*Passage provided:*
= Beginning of Section =

I worked for about two years as a travel writer, so I’ve had the opportunity to flit all around the place in North America and a few places in Europe. So it was a bit of a surprise to discover that, in fact, travel makes me anxious. I overplan and get expectations and demand too much from myself when I travel, so I end up coming back more tired than I left. And several of my trips during the past four years have included anxiety attacks and tears.

But despite that, I’ve continued to travel in limited doses, listening to that discomfort and letting it tell me what I need to do. A lot of time that is slow down.

As it turns out, hitting the brakes is one of the things that makes it possible to appreciate the very things that make travel so enjoyable. It’s all about all those delicious details that are different than home, from street signs to smells to the sounds of a different language being spoken all around me.

Through all those differences, though, there’s something that always jumps out at me: we’re more alike than we think we are. After I get past the different way a person ties her scarf or slurps his soup, the separation begins to lessen. I see the ways we are alike, the things we share as humans. The very best thing: sharing a laugh with someone from another culture. In that moment, there’s so much connection.

The other thing that happens when I slow down is that I remember to have fun. Be in the moment. Smile. Paris is an absolute delight, and I’m staying with a dear friend I’ve known since my high school days. We’ll have a long weekend to spend in the city, and to rent a car and drive to Bruges, Belgium. There’s not checklist, there’s no museum itinerary to follow, there are no rules.

So that’s the plan for Paris, insomuch as there is a plan. Relax. Stay present. And make much laughter. Throw in some croissants, and I think it sounds perfect.

Anger As a Teacher

Anger is probably my least favorite emotion and I’m right in the middle of it today. I actually hesitated to blog anything because I’m feeling so very stabby, but I figure that’s actually one of the most authentic places from which to write—smack in the center of it.

I struggle with what to do with anger, with that part of me that wants to take some sort of action to change how I feel. Historically, I would just get madder and madder until I burst into tears and wallowed in feelings of victimhood, a whole afternoon or day ruined until I came up with a storyline to explain the situation. I then would settle into the story (in which I was always in the right), ruminating on it every so often, so as to confirm my rightness and the other person’s wrongness. I learned a few years ago to pray for the person toward whom I have anger, so I would throw that into the mix a few days later, arriving sometime in the next week at forgiveness. But always with that story in place to confirm, I AM RIGHT, YOU ARE WRONG.

But today, I’m not doing any of that. I’m sitting here just being angry and uncomfortable, trying to let the anger be my teacher. Every time my brain tries to make up a story about the anger, about how I was wronged, I steer it back to the present moment and remind myself that I don’t know the truth of this situation. I do not need to be a victim or even be right in this situation. And I do not need a story.

The person toward whom I feel this anger is not really even the issue today—it’s about retraining my brain to accept the emotions I feel and treat them with loving-kindness, to think about the object of my anger with that same love and pray for him, even if that sounds like, “Bless that son of a bitch.”

My other focus for dealing with anger today is doing the next right thing and trying to take good care of myself. I spent the workday tearing it up at my office (seriously, this was one of my most productive days in memory. I should get pissed off more often!). I’m spending this evening in self-care: exercising, seeing a good friend to talk, meditating, and going to bed early.

Treating my anger as a teacher is a very new practice for me, only a few months old, and I’m feeling how rough the ride is as I sit here. But I trust that the process is a solid one and that I will come through this with new lessons for living and more awareness about anger, which, though still my least favorite emotion, may become my most instructive.

= End of Section =

*Raw data:*
= Beginning of Section =

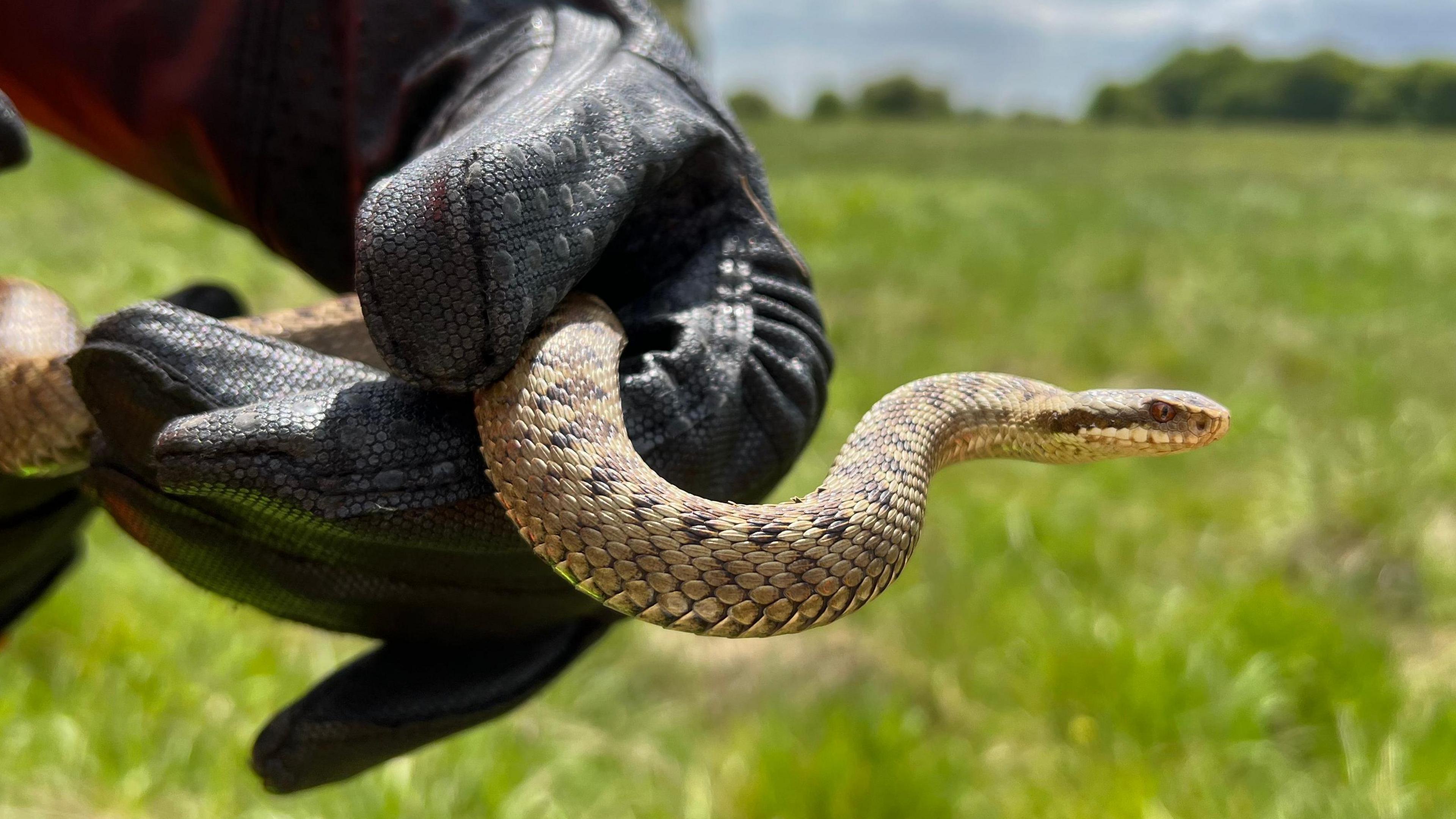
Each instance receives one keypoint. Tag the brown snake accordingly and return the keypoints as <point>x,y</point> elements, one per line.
<point>558,454</point>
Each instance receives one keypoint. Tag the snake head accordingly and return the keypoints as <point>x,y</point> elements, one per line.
<point>1138,423</point>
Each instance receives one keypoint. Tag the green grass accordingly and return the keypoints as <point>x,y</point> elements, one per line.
<point>1265,629</point>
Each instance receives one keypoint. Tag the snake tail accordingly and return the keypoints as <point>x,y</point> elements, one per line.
<point>44,426</point>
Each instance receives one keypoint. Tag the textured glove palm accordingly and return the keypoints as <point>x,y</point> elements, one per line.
<point>567,148</point>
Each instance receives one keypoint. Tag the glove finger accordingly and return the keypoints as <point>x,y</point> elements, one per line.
<point>468,248</point>
<point>333,454</point>
<point>400,575</point>
<point>213,301</point>
<point>727,363</point>
<point>15,146</point>
<point>40,521</point>
<point>405,696</point>
<point>147,365</point>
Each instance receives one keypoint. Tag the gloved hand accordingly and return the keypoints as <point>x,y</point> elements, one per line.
<point>510,152</point>
<point>15,148</point>
<point>41,516</point>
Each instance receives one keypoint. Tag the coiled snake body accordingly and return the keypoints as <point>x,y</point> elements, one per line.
<point>558,454</point>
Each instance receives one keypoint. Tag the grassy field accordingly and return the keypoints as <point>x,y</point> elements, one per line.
<point>1265,629</point>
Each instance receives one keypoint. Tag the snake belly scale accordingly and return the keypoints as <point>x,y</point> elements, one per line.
<point>555,448</point>
<point>564,470</point>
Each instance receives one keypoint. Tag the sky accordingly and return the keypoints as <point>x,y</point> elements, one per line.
<point>1034,55</point>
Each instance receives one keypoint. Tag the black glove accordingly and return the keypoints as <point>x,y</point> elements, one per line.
<point>539,148</point>
<point>41,518</point>
<point>15,146</point>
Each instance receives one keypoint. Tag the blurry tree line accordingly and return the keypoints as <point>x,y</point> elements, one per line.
<point>1326,86</point>
<point>893,98</point>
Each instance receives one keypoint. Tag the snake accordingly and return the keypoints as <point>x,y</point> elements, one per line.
<point>557,451</point>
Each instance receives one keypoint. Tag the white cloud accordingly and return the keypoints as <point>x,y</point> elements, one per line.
<point>1036,53</point>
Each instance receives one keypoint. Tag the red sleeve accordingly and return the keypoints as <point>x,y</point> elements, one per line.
<point>276,114</point>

= End of Section =

*What the task requires:*
In the passage's section headed "Anger As a Teacher," list every self-care activity the writer plans for the evening.

*Solution to this exercise:*
- Exercising
- Seeing a good friend to talk
- Meditating
- Going to bed early